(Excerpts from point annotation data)
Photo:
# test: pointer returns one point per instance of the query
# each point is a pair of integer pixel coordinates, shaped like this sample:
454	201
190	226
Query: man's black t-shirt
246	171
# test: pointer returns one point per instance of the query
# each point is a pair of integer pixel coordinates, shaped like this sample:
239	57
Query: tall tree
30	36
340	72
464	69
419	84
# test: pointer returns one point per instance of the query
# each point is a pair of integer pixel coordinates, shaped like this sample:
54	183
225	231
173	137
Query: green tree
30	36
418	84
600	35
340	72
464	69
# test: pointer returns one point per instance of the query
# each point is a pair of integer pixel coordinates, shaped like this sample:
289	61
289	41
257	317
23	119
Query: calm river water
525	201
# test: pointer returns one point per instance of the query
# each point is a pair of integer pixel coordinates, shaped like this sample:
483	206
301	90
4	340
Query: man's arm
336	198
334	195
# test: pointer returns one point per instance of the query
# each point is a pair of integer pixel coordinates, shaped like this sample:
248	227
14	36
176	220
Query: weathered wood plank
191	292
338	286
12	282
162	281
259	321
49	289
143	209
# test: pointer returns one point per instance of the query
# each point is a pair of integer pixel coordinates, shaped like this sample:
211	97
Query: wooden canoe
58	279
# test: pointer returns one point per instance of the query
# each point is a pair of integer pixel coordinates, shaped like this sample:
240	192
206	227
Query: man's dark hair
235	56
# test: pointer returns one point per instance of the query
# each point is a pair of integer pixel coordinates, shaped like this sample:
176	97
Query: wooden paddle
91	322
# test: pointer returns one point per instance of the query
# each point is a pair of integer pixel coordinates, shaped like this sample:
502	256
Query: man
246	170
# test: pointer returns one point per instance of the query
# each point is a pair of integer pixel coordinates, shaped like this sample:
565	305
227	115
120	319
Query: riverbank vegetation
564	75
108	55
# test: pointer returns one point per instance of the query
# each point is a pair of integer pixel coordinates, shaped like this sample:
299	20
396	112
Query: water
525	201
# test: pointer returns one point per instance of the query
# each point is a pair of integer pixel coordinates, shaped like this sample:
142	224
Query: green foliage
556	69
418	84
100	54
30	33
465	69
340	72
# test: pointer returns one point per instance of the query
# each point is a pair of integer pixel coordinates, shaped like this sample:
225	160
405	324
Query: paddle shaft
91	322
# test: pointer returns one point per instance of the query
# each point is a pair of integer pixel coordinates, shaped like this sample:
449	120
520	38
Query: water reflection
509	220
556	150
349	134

---

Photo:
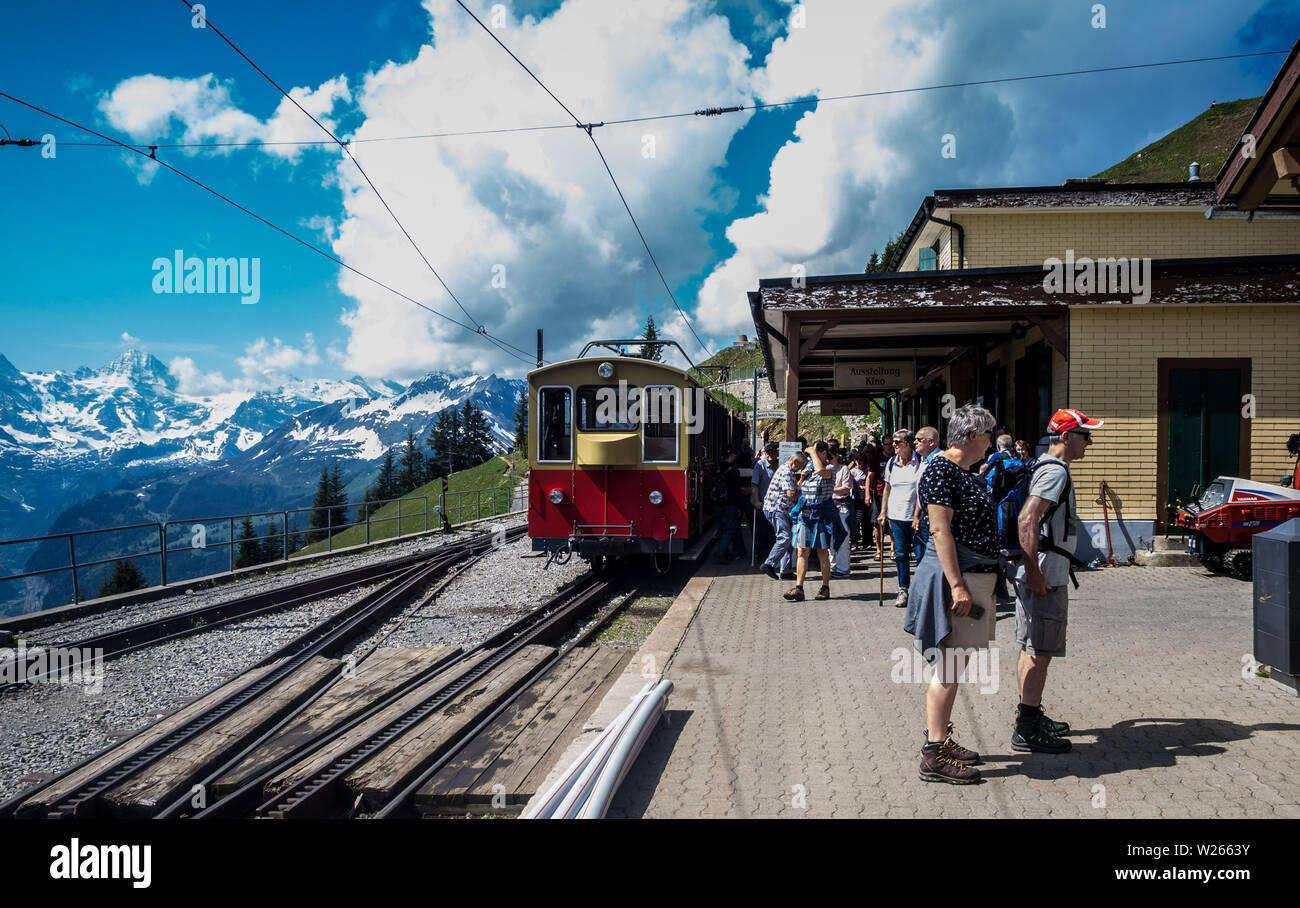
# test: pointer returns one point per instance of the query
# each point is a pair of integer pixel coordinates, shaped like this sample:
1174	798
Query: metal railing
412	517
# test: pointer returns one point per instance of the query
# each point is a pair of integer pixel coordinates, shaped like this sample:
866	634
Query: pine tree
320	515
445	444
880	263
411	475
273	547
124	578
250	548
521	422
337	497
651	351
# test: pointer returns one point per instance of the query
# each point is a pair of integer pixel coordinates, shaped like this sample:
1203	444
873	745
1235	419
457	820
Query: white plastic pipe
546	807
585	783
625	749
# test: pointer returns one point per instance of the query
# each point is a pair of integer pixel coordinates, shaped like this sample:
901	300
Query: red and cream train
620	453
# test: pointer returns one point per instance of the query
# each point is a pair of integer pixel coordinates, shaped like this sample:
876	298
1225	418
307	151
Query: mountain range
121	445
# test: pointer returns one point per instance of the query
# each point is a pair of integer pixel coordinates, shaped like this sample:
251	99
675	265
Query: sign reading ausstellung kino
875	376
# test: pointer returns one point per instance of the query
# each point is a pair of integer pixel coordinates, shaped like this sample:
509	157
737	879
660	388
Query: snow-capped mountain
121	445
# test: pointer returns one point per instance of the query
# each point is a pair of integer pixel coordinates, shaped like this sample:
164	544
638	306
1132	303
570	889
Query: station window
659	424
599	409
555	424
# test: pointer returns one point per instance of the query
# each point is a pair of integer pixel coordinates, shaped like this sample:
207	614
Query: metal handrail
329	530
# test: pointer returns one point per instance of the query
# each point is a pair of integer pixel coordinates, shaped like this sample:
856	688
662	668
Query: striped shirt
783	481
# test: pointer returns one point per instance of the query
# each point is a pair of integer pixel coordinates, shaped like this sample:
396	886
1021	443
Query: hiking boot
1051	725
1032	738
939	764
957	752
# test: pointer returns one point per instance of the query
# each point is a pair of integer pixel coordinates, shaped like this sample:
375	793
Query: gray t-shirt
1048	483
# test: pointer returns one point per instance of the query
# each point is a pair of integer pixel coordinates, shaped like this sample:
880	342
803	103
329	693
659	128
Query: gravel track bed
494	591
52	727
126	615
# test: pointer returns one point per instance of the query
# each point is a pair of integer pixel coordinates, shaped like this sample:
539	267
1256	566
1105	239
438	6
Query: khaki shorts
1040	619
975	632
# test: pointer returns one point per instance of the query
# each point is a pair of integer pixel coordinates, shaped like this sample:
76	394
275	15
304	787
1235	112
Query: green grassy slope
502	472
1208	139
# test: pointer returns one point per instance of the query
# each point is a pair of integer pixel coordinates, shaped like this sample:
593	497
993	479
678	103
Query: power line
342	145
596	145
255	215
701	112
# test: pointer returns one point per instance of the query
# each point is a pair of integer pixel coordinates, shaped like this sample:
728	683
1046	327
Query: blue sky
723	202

--- PROBLEM ---
Count the lines in the items above that contain the string "green", treating uppercase and lowercase as different. Give only the number.

--- SOLUTION ---
3